- [EXTRAIT DU DOCUMENT]

= = =

La participation des citoyens à l'exercice des fonctions juridictionnelles ne constitue pas une nouveauté. En effet, depuis 1970, ont été instituées plusieurs voies d'accès à la magistrature à titre temporaire. Ces nouveaux modes de recrutement ont toujours été justifiés par le souci de remédier au manque de moyens chronique dont souffrait la justice, et ont été destinés à remédier aux délais de jugement excessifs et à l'encombrement des juridictions. Tel n'est pas le cas aujourd'hui, bien que le constat d'une justice « débordée, paralysée, asphyxiée » dressé il y a cinq ans par la mission d'information de la commission des lois chargée d'évaluer les moyens de la justice 7 ( * ) demeure d'actualité.
En effet, la présence de conseillers exerçant à titre temporaire au sein des cours d'appel relève d'une logique différente, puisqu'elle est présentée par le Gouvernement comme « la réciprocité » de la mixité introduite dans les tribunaux de commerce .
Votre commission des Lois vous exposera sa position après avoir procédé à l'analyse du contexte juridique dans lequel s'inscrit l'examen de ce projet de loi organique et avoir rappelé les travaux de l'Assemblée nationale.
I. UNE RÉFORME MARGINALE ET PEU CONVAINCANTE
A la suite des récentes mises en cause des juridictions commerciales et des propositions du Gouvernement tendant à introduire la mixité dans les tribunaux de commerce, il a été décidé en contrepartie de permettre la participation d'anciens juges consulaires à l'activité des cours d'appel, qui occupent une place éminente au sein de la justice commerciale même si elles demeurent toutefois peu sollicitées.

= = =

[Données de pointage de régions]

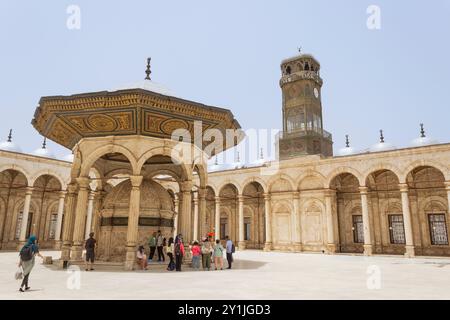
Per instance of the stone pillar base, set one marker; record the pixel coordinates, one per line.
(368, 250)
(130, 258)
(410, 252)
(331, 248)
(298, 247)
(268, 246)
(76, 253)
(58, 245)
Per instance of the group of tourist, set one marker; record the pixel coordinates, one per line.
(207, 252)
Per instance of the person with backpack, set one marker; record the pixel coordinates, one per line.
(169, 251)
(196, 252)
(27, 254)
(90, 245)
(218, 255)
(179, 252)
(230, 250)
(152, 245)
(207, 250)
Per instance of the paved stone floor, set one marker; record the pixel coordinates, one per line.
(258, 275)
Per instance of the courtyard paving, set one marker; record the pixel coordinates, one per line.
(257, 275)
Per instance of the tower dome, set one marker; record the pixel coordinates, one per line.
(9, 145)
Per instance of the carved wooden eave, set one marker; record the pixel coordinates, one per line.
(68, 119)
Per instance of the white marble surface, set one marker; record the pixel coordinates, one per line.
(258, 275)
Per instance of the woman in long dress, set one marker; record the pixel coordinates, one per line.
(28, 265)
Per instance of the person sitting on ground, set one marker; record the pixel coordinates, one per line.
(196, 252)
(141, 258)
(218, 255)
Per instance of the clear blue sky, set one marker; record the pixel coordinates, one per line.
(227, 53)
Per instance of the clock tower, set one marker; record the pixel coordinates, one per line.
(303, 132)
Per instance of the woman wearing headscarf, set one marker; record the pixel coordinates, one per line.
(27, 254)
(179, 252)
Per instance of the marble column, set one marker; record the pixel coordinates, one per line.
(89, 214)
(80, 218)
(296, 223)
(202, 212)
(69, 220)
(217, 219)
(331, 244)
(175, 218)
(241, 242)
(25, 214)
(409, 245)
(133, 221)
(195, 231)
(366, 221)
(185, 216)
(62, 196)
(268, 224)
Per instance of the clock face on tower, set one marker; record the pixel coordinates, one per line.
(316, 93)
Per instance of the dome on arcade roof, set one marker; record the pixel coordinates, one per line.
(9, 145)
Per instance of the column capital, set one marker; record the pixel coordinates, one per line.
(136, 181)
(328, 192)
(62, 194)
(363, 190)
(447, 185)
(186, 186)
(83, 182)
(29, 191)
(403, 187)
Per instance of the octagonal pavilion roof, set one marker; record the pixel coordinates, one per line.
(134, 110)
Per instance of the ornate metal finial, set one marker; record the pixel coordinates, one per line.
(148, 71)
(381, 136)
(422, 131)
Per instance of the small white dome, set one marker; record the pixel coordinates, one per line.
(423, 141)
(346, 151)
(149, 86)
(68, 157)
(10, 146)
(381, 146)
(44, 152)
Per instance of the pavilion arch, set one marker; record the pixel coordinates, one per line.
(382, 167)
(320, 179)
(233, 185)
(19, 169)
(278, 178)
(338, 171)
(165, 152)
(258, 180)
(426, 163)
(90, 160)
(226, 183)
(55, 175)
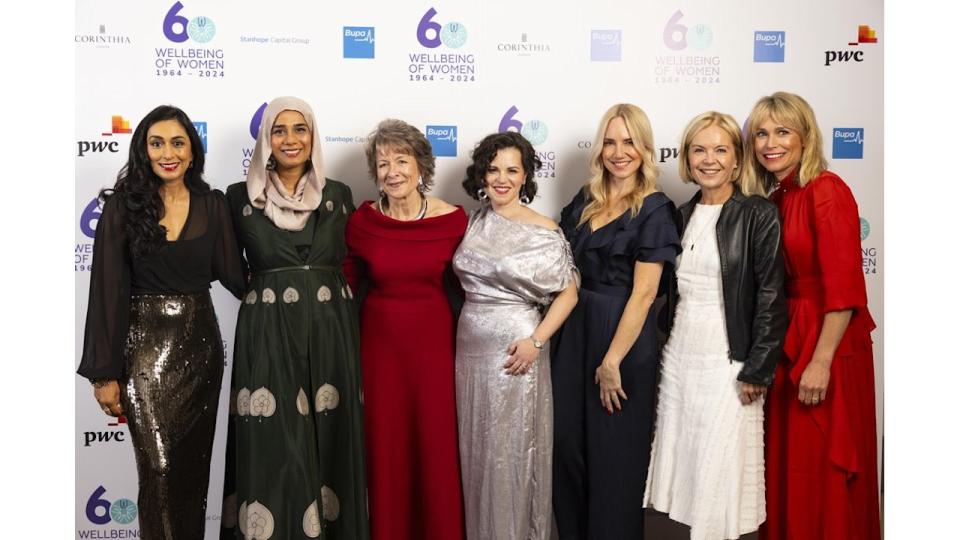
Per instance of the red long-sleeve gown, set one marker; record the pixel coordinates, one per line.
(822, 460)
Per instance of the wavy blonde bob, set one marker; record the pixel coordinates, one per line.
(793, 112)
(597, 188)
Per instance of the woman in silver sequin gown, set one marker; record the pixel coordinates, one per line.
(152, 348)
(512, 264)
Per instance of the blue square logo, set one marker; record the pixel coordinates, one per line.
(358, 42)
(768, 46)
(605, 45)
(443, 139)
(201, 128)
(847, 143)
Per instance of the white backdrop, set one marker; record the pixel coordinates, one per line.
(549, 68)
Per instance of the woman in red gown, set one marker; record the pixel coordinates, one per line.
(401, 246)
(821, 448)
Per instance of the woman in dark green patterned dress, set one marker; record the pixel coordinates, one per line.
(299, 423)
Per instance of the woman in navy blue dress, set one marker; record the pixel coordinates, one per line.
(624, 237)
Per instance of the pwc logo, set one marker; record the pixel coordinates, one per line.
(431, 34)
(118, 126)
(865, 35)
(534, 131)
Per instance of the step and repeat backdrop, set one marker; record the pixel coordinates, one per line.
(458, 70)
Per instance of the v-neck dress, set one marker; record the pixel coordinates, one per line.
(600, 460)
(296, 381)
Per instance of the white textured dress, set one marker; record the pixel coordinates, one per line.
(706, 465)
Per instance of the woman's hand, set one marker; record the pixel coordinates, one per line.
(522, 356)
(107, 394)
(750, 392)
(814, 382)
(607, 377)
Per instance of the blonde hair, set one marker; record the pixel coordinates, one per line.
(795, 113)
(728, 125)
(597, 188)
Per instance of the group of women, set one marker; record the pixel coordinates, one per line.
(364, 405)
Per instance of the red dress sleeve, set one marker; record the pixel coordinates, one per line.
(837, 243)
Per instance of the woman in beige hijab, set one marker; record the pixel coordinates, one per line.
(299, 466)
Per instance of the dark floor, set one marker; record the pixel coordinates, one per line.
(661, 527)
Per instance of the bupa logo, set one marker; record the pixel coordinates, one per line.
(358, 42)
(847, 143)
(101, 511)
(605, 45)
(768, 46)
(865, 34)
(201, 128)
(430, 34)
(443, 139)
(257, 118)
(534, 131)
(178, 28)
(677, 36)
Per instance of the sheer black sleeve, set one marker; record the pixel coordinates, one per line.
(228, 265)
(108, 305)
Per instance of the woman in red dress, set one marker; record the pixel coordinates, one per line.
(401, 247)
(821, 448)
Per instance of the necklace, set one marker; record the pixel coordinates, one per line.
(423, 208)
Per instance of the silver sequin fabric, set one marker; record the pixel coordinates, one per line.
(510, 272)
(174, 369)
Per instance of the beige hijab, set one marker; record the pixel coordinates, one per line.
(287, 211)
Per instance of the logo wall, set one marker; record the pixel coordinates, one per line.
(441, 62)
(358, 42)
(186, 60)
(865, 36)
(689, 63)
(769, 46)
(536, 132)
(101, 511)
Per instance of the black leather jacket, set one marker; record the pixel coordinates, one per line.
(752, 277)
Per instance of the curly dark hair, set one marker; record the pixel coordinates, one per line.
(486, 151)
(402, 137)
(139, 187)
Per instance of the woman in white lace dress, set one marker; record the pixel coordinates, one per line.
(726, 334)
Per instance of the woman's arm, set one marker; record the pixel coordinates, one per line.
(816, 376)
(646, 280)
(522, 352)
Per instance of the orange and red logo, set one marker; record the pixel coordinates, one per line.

= = =

- [PRÉSENTATION DE L'EXERCICE] Recopiez le passage de l'extrait sur la participation des citoyens aux fonctions juridictionnelles situé entre « En effet, la » et « de commerce . », ces deux bornes comprises.

- [RÉSULTAT]
En effet, la présence de conseillers exerçant à titre temporaire au sein des cours d'appel relève d'une logique différente, puisqu'elle est présentée par le Gouvernement comme « la réciprocité » de la mixité introduite dans les tribunaux de commerce .